Studio album by Teyana Taylor
- Released: August 22, 2025
- Genres: R&B; hip-hop;
- Length: 47:00
- Labels: Taylormade; Def Jam;
- Producers: Antoine Darden; Bssmn; Carrington Brown; Crater; Daoud; Dave Drake; Demibby; Derrick Milano; D. Phelps; Dre Butterz; Flippa123; Freaky Rob; Gwen Bunn; IAmNobodi; Kaytranada; Kavin Smith; Keithen Foster; Kristian Rose; Rance; Makii Beats; Met James; Mixx; Paula Sophia; Ray Keys; Rico Love; Teyana Taylor; The Runners; XYNothing;

Teyana Taylor chronology
| The Album (2020) | Escape Room (2025) |  |

Singles from Escape Room
- "Long Time" Released: June 4, 2025; "Bed of Roses" Released: June 27, 2025;

= Escape Room (Teyana Taylor album) =

Escape Room is the fourth studio album by American singer Teyana Taylor, released through Taylormade Enterprises, Inc. on August 22, 2025, with distribution handled by Def Jam Recordings. It features production from Rico Love, the Runners, Kaytranada, Freaky Rob, and Derrick Milano, alongside narrated interludes by Issa Rae, Jill Scott, Taraji P. Henson, Jodie Turner-Smith, Kerry Washington, La La Anthony, Niecy Nash, Regina King, and Sarah Paulson. The album was accompanied by a 38-minute short film co-starring actors Aaron Pierre and LaKeith Stanfield, which was uploaded to YouTube.

Escape Room received a nomination for Best R&B Album at the 68th Annual Grammy Awards, marking Taylor's first career Grammy nomination.

==Background==
In the aftermath of the release of previous studio album, The Album, Taylor announced her retirement from music in 2020 and subsequent pivot to creative directing for other artists after label strife. Taylor decided to return to music in early 2025 after an acrimonious, public divorce from Iman Shumpert and the signing of a new distribution deal with Def Jam Recordings.

• _Task set_
A: Using the Escape Room article, decide whether each statement agrees with it. Answer yes or no for each, and quote the deciding words.
(i) The short film released with the album runs 38 minutes.
(ii) Escape Room earned Taylor her second Grammy nomination.
(iii) Taylor chose to return to music in late 2025.
B: Resume the Escape Room article, writing on from its final sentence.
The items that come next have no connection to the Escape Room article.

• _Material supplied_
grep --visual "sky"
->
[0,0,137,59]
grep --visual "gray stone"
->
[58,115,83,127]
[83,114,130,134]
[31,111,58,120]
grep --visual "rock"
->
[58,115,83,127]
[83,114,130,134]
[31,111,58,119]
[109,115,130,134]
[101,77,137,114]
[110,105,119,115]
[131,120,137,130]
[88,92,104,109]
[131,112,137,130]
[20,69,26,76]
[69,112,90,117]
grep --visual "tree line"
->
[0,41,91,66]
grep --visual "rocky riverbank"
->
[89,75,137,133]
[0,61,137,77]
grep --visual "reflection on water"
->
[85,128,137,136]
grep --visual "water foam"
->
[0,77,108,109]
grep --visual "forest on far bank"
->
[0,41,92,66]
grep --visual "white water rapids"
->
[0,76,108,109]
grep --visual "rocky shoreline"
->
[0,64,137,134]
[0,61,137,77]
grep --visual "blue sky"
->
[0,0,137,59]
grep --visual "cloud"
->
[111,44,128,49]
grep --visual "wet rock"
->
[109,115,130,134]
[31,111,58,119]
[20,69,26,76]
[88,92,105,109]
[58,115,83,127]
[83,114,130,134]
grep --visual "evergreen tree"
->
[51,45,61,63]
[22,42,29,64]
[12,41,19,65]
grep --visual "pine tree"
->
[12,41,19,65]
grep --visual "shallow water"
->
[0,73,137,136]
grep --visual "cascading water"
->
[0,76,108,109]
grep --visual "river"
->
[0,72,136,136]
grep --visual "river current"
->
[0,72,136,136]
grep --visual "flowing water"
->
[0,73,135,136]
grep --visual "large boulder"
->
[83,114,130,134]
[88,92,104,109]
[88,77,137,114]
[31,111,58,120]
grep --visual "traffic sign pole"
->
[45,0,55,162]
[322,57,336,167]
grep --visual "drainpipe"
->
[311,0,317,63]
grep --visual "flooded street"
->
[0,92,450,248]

• _Response list_
A:
(i) Yes: "a 38-minute short film"
(ii) No: "marking Taylor's first career Grammy nomination"
(iii) No: "Taylor decided to return to music in early 2025"

B:
Speaking on her new project to Variety, Taylor explains, "Escape Room isn't just a film or an album, it's a world I built to live in, bleed in, and heal in. I poured my heart into every layer, from the story to the sound, to capture that journey we all take through the shadows of heartbreak, whether that's love lost, friendships broken, dreams deferred and guide you toward the lightness of healing."

Clash described the project as a "chart[ing of] the aftermath of Taylor's divorce and her awakening after a period of creative ennui." Also described as "downcast", the album was compared to Janet Jackson's trademark album Velvet Rope in its interior sermonizing, slinky grooves and interlude-heavy, episodic feel."

==Critical reception==

The album was met with acclaim. In a positive review from Rolling Stone, the album is celebrated by reviewer Meagan Jordan: "The irony of Escape Room, is that it's not about Taylor running away from her hurt, but rather toward it. It's a meditation of what liberation can be in love and life. Escape Room challenges its listeners to understand that healing — be it heartbreak or bodily injury — is sometimes best done among your tight-knit community, where those who love you best remember the pieces of your soul, putting them back together again. Throughout the project, Taylor leans on her creative peers, her new love interest, and her children to hold her up as she offers a new expression of her authenticity in this moment. She is not bound to her past or your societal presumption and/or expectations. As she has shown in her recent departure from music and potent return, her liberation comes from her mutability and power to change her mind whenever she is presented with new feelings and ideas. Junie said it best: "Thank you for coming back to music." Welcome home Tey — to the place within yourself and the new chambers in our hearts."

Reviewing the album for Clash, Shahzaib Hussain stated, "Escape Room reverberates with cinematic flair and curatorial focus, but its true strength lies in Taylor's understanding of the RnB rhapsody through time; the love song that is most effective when it's spare and submerged. For this reason, Escape Room is as necessary as anything Teyana Taylor has ever recorded."

In a more mixed review from Kyann-Sian Williams of NME, the album was considered yet another situation in Taylor's career where she has been shadowed by unrealised potential. Instead of "reclaiming the spotlight", Williams writes, the project is "more about survival."

Professional ratings
Review scores
| Source | Rating |
| Clash | 8/10 |
| Rolling Stone | 4/5 |
| NME | 3/5 |

==Commercial performance==
The album debuted at number 67 on the US Billboard 200, number 17 on the US Top R&B/Hip-Hop Albums chart, and number 6 on the component Billboard R&B Albums chart with 3,098,500 units sold.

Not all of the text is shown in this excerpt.